Assignment
In the entries below, find each line where the word "target" appears and give only the total count of such lines.

Input for this task Block Start

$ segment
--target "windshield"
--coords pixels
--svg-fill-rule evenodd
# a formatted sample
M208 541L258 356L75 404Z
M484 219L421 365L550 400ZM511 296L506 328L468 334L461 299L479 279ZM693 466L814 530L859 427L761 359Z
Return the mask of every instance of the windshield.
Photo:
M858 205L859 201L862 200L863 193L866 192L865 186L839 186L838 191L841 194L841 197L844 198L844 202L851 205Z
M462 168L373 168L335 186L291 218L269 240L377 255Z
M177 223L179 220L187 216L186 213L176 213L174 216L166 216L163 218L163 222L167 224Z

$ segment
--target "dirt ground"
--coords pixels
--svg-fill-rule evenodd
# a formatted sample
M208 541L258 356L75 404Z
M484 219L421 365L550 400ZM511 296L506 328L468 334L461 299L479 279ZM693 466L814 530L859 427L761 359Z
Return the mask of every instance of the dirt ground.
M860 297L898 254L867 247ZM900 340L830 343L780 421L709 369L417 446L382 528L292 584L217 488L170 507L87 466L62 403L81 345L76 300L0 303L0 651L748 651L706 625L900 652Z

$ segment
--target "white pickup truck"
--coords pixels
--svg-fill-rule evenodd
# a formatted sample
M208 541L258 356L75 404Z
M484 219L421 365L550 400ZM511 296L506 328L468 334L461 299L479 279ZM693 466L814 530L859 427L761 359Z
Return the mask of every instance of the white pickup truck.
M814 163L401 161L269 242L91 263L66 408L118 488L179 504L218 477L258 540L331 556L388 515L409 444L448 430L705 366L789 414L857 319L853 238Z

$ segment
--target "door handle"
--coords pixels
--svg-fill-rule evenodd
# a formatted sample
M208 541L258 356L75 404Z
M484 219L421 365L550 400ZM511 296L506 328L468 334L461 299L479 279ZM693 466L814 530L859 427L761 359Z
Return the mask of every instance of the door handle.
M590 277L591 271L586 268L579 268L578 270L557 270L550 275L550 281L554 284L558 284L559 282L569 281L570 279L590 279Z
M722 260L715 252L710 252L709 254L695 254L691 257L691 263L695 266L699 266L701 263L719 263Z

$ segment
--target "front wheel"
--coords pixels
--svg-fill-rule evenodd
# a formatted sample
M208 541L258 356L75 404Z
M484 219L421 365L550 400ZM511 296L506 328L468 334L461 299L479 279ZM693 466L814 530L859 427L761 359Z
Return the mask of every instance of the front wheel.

Input for this task Block End

Result of the exercise
5